[Текст документа]:
Ссыльный вопросъ въ Якутской области.
Кому неизвѣстно, какой огромный ссыльно-поселенческій потокъ направляется каждый годъ въ Сибирь и какъ много горя, слезъ, деморализаціи вноситъ онъ въ патріархальный бытъ коренного сибирскаго населенія!
Предполагалось подонками государства заселить Сибирь, чтобъ, во первыхъ, избавить метрополію отъ воровъ и разбойниковъ, во-вторыхъ, обратить Сибирь въ цвѣтущую и многолюдную окраину.
Но, какъ показалъ многолѣтній опытъ, это — несчастная выдумка, не въ добрый для Сибири часъ пришедшая въ голову русскому человѣку. Исторія заселенія Сибири представляется непрерывнымъ рядомъ безконечныхъ насилій, пожаровъ, грабежа, убійствъ, разврата, ни за что ни про что обрушившихся и внесенныхъ въ жизнь ни чѣмъ не повиннаго сибирскаго населенія.
Но особенное значеніе пріобрѣтаетъ этотъ несчастный вопросъ для Якутской области, для инородцевъ, якутовъ, обиженныхъ и безъ того Богомъ.

[Записи разметки областей]:

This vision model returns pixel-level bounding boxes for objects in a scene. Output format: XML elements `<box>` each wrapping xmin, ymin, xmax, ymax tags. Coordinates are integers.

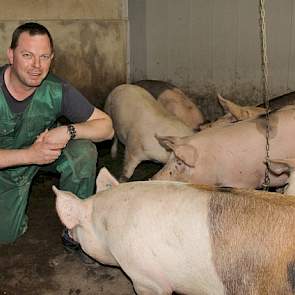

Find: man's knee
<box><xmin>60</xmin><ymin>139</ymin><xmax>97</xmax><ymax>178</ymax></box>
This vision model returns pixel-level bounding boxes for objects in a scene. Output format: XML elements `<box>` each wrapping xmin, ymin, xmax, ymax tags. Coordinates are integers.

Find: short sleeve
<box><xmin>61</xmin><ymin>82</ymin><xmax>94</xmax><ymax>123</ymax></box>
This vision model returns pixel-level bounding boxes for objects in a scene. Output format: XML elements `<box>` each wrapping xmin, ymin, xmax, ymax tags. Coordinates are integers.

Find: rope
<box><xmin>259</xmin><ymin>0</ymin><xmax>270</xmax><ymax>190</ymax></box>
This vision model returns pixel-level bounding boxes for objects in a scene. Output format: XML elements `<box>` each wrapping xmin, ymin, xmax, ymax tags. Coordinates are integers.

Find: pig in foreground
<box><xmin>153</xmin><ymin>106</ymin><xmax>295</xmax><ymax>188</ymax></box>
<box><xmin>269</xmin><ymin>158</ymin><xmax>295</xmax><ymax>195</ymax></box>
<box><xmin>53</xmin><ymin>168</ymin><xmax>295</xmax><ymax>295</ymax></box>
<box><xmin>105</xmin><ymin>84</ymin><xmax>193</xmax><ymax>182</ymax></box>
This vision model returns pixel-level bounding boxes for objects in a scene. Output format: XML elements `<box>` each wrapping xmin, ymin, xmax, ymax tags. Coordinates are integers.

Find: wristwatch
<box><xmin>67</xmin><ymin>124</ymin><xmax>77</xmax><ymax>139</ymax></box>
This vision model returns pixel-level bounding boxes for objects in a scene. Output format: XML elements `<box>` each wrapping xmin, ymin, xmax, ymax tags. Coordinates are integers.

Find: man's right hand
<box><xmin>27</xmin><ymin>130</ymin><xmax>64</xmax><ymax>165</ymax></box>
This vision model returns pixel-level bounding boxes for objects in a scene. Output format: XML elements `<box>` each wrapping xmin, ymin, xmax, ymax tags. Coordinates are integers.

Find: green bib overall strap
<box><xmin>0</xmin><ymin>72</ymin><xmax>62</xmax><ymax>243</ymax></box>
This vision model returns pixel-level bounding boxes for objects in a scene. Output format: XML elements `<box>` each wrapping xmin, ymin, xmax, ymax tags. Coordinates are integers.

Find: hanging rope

[Задание]:
Извлеките дословно из текста о ссыльном вопросе в Якутской области фрагмент, который открывается словами «Ссыльный вопросъ въ» и завершается словами «повиннаго сибирскаго населенія.».

[Готовое решение]:
Ссыльный вопросъ въ Якутской области.
Кому неизвѣстно, какой огромный ссыльно-поселенческій потокъ направляется каждый годъ въ Сибирь и какъ много горя, слезъ, деморализаціи вноситъ онъ въ патріархальный бытъ коренного сибирскаго населенія!
Предполагалось подонками государства заселить Сибирь, чтобъ, во первыхъ, избавить метрополію отъ воровъ и разбойниковъ, во-вторыхъ, обратить Сибирь въ цвѣтущую и многолюдную окраину.
Но, какъ показалъ многолѣтній опытъ, это — несчастная выдумка, не въ добрый для Сибири часъ пришедшая въ голову русскому человѣку. Исторія заселенія Сибири представляется непрерывнымъ рядомъ безконечныхъ насилій, пожаровъ, грабежа, убійствъ, разврата, ни за что ни про что обрушившихся и внесенныхъ въ жизнь ни чѣмъ не повиннаго сибирскаго населенія.